Problem statement:
Reproduce the records below in full and word for word, excluding pictures.

***** Available records *****

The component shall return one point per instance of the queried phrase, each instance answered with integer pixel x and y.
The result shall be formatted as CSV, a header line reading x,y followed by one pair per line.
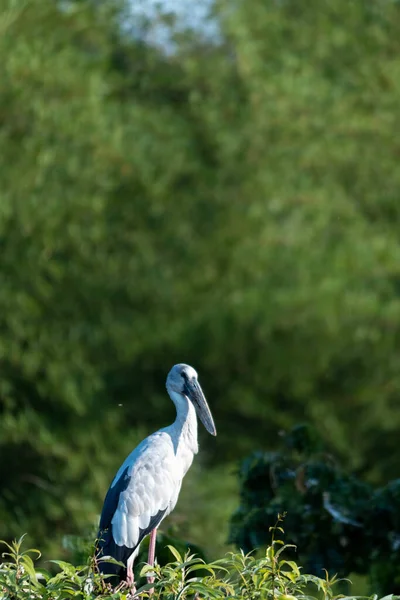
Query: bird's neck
x,y
185,424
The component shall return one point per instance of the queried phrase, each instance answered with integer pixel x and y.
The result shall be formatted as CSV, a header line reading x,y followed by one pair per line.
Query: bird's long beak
x,y
196,395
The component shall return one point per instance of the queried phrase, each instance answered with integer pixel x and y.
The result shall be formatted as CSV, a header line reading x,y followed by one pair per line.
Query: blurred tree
x,y
233,205
336,521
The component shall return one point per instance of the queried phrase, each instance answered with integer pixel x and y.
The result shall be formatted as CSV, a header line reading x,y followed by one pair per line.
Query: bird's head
x,y
182,379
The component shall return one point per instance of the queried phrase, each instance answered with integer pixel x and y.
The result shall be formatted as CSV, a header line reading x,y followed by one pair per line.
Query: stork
x,y
146,488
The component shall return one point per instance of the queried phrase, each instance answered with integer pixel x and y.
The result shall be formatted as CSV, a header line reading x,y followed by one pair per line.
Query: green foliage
x,y
240,576
338,522
233,205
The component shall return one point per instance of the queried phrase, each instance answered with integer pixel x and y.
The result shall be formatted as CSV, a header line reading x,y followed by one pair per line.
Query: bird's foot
x,y
130,581
150,579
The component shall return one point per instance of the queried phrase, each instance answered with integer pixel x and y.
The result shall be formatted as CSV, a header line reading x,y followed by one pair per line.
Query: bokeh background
x,y
225,195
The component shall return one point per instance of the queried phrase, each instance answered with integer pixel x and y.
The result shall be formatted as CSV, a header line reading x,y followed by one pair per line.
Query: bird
x,y
145,489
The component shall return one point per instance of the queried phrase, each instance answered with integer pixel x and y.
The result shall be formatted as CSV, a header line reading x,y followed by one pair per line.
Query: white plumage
x,y
146,488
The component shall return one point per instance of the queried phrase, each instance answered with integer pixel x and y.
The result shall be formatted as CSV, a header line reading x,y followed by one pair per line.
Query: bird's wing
x,y
144,491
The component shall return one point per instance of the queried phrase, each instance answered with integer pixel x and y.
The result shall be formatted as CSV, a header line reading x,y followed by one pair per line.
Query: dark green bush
x,y
336,521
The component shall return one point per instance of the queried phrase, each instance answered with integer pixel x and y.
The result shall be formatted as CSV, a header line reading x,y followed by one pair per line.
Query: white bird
x,y
146,488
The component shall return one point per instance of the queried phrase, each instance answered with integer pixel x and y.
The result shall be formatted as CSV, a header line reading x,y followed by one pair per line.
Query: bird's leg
x,y
130,580
152,551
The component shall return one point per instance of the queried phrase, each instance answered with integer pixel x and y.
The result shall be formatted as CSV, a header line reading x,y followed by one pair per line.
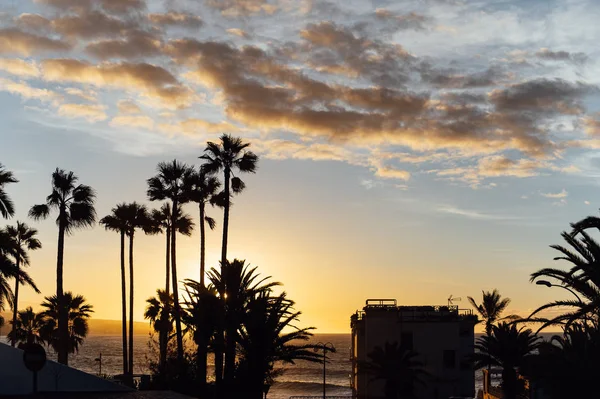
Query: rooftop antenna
x,y
451,300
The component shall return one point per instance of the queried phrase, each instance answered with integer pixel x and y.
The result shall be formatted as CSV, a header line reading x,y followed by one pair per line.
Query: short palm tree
x,y
229,155
75,206
173,182
22,238
398,367
491,308
27,327
507,347
268,337
203,191
78,313
7,208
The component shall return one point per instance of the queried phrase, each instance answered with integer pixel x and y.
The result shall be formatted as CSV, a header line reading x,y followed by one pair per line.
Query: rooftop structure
x,y
442,336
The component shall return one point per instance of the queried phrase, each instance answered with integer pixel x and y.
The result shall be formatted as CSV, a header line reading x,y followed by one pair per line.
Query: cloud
x,y
151,80
15,41
19,67
562,194
90,112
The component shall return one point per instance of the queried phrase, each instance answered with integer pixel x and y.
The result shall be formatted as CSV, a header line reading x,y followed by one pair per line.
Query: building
x,y
442,336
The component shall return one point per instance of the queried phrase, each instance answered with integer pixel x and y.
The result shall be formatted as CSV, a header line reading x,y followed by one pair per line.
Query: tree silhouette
x,y
27,327
75,206
78,313
507,347
203,191
21,239
7,208
173,182
398,367
229,155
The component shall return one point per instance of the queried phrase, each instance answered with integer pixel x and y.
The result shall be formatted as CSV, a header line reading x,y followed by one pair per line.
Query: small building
x,y
442,336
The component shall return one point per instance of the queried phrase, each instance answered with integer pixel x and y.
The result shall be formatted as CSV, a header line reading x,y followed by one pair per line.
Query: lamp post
x,y
326,347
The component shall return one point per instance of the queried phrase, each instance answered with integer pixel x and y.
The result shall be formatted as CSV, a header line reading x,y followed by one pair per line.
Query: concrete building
x,y
443,337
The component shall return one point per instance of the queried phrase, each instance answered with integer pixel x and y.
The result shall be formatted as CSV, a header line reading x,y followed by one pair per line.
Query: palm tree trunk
x,y
16,302
124,304
175,290
202,244
130,368
63,326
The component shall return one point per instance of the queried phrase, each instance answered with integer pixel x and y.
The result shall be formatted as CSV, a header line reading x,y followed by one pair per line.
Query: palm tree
x,y
75,205
582,279
491,308
22,238
507,347
236,284
7,208
27,327
398,367
268,337
117,221
203,191
78,313
173,182
229,155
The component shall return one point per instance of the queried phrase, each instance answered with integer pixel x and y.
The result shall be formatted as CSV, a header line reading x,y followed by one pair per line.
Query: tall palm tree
x,y
117,221
268,337
75,206
491,308
507,347
398,367
236,284
22,238
229,155
7,208
27,327
203,191
173,182
78,313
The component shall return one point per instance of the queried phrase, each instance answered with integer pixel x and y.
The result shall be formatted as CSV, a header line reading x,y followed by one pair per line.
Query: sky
x,y
410,150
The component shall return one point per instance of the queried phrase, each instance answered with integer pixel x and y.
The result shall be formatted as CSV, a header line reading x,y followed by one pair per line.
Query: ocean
x,y
301,379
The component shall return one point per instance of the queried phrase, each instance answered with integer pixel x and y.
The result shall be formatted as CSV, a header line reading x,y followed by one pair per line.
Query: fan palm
x,y
75,205
491,308
78,313
27,327
7,208
229,155
268,337
203,191
173,182
507,347
398,367
236,284
22,238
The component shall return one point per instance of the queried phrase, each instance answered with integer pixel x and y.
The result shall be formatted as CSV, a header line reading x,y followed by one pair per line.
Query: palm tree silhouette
x,y
507,347
173,182
236,283
398,367
203,191
491,308
117,221
228,156
78,313
269,337
22,239
7,208
75,206
27,327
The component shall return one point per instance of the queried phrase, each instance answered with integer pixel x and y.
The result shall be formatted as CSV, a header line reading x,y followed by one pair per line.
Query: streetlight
x,y
326,347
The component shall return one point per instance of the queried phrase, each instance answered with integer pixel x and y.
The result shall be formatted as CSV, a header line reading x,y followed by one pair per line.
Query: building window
x,y
449,359
406,340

*****

Output below:
The component shall return one point per instance of the queried phrase, each instance answered with integer pixel x and y.
The result shall be formatted as CSV, a header line reading x,y followed by one pair per line.
Query: bird's neck
x,y
185,424
The component shall return one point per instance of the queried phrase, each instance answered with integer pixel x and y.
The result shall be formatted as CSV, a header line reading x,y followed by one pair per line.
Query: bird's long beak
x,y
196,395
The component shall return one point per instance of the queried phrase, each instance answered with integer pixel x and y.
The result shall be formatted as CSV, a header line reading x,y followed by one pair per line.
Query: blurred tree
x,y
233,205
336,521
The component shall return one point per instance of the queried phrase, each instance answered with integer pixel x and y.
The result shall be formatted as CSV, a header line reading x,y followed by one pair per line.
Query: bird's head
x,y
182,379
The component shall return one point per instance of the queried phrase, each instance answered with integer pixel x and y.
The result shall be formatted as CSV, a header line reading x,y followed by one pair per line.
Query: stork
x,y
146,488
The component shall return one point per instance of the queried phrase, each instance answered with integer pixel x and y.
The result shall be formatted as CSV, a header line reading x,y followed by one pair per line.
Query: green foliage
x,y
240,576
338,522
233,205
The component shall return one point per instance of the queried phrase, each instance answered with integer pixel x and y.
The result shall be formatted as CSV, a header line reading x,y followed by one pair per line.
Query: bird's foot
x,y
130,581
150,579
The component shall return one point per instance of the queried phrase, each instance answered with integer pixel x and y.
The result shall be formatted as CSV, a header line reading x,y followed by one pair per line.
Query: bokeh background
x,y
225,195
The component shall return one point per instance of the queried phrase, each instance answered with integer pixel x and y.
The result shall be formatted as CSV, a header line reading x,y followed by one pair per line.
Query: bird
x,y
145,489
The component shall return one point per instance of the queried phrase, each instance answered with integer pixel x and y.
The result shall be formatted as CSV, a header line reading x,y followed by one pair per line.
Query: white plumage
x,y
146,488
The component shall return one point per instance of the queried phrase, each instance answered with integer pixel x and y.
The result shall be formatted as CSV, a header line reading x,y followed by one pair per line.
Query: bird's wing
x,y
144,491
The component shall return one point per instance of the queried phrase, each instance answered with integer pixel x and y.
The result shall be formatted as CSV, a header line reading x,y followed by one pair per line.
Query: dark green bush
x,y
336,521
The component shall return one point per instance of the queried phrase, each instance answered with integer pixel x and y.
The result shall be formatted as CSV, a header line reading x,y followed by one pair per line.
Query: white bird
x,y
146,488
The component shall return one point per instance of the queried phrase, each instance answered with integer pixel x and y.
The result shall be formatted as CSV, a header line reading x,y followed by one pair per line.
Query: bird's leg
x,y
130,580
152,551
The component shall return one point per instance of the queried phrase, each instance answered with integer pixel x and y.
The result shall be formatted as CSV, a header line reading x,y followed by one pair per line.
Query: rooftop antenna
x,y
451,300
The component shall return one point per instance of the queried phrase, each instance answered with integer pixel x and y.
The result shall be formatted as CSV, a header line reading x,y followed by one pair per line.
Query: short palm tree
x,y
229,155
75,206
173,182
22,238
398,367
491,308
27,327
507,347
268,337
203,191
78,313
7,208
The component shall return one point per instance of the queried phrase, each instance answered with integer pixel x and y.
The result shall be formatted as CSV, a header line reading x,y followed by one pair per line.
Query: rooftop structure
x,y
442,336
The component shall return one point per instance of the queried phrase, each instance answered with integer pixel x and y.
The result shall be formatted as CSV, a header line reading x,y followed by one pair per line.
Query: cloud
x,y
151,80
15,41
19,67
562,194
90,112
The component shall return one point per instance of the queried phrase, each instance answered with integer pixel x and y.
The result shall be formatted as CSV, a header line reading x,y followed by one pair per line.
Query: building
x,y
442,336
The component shall return one point per instance of the queried phrase, each instance answered with integer pixel x and y.
The result shall be formatted as CSV, a header line reading x,y followed by one pair per line.
Query: tree silhouette
x,y
27,327
75,206
78,313
507,347
203,191
21,239
7,208
173,182
398,367
229,155
The component shall return one point per instance of the queried phrase, each instance answered with integer pixel x and y.
The result shall be formatted as CSV, a header line reading x,y followed by one pair per line.
Query: small building
x,y
442,336
The component shall return one point per instance of the queried phrase, each instance answered with integer pixel x and y.
The result shall be formatted as CSV, a header line reading x,y followed by one pair per line.
Query: lamp post
x,y
326,347
The component shall return one point per instance of the queried phrase, each instance answered with integer pixel x and y.
The result shall be formatted as CSV, a header line reading x,y followed by one pair per line.
Query: concrete building
x,y
443,337
The component shall return one point per instance of the queried phrase, each instance answered with integer pixel x and y.
The result shall be formatted as CSV, a header line reading x,y followed by one pair per line.
Query: palm tree trunk
x,y
16,302
124,304
175,290
202,244
130,368
63,326
The component shall return one point per instance of the queried phrase, each instance answered with integer pixel x and y.
The result shall be formatted as CSV, a header line reading x,y followed by one pair per line.
Query: palm tree
x,y
75,205
582,279
491,308
22,238
507,347
236,284
7,208
27,327
398,367
268,337
117,221
203,191
78,313
173,182
229,155
The component shall return one point per instance of the queried phrase, each instance answered with integer pixel x and y.
The result shall be formatted as CSV, a header line reading x,y followed by one pair per line.
Query: tall palm tree
x,y
117,221
268,337
75,206
491,308
507,347
398,367
236,284
22,238
229,155
7,208
27,327
203,191
173,182
78,313
The component shall return one point per instance of the queried phrase, each instance answered with integer pixel x and y.
The result shall be formatted as CSV, a header line reading x,y followed by one pair per line.
Query: sky
x,y
410,150
The component shall return one point per instance of the queried phrase, each instance answered with integer pixel x and y.
The result shall be formatted as CSV, a header line reading x,y followed by one pair per line.
Query: ocean
x,y
301,379
The component shall return one point per instance of the queried phrase, each instance answered with integer pixel x and y.
The result shall be formatted as CSV, a header line reading x,y followed by one pair per line.
Query: fan palm
x,y
75,205
491,308
78,313
27,327
7,208
229,155
268,337
203,191
173,182
507,347
398,367
236,284
22,238
The component shall return one point per instance of the queried phrase, each instance answered with integer pixel x and y.
The result shall be formatted as CSV, a header line reading x,y followed by one pair per line.
Query: palm tree silhouette
x,y
507,347
173,182
236,283
398,367
203,191
491,308
117,221
228,156
78,313
269,337
22,239
7,208
75,206
27,327
The component shall return one point per instance of the queried phrase, each instance answered with integer pixel x and y.
The result shall be formatted as CSV, a header line reading x,y followed by one pair per line.
Query: streetlight
x,y
326,347
The component shall return one point per instance of the queried phrase, each instance answered with integer pixel x and y.
The result shall be formatted as CSV, a header line reading x,y followed by one pair per line.
Query: building window
x,y
449,359
406,340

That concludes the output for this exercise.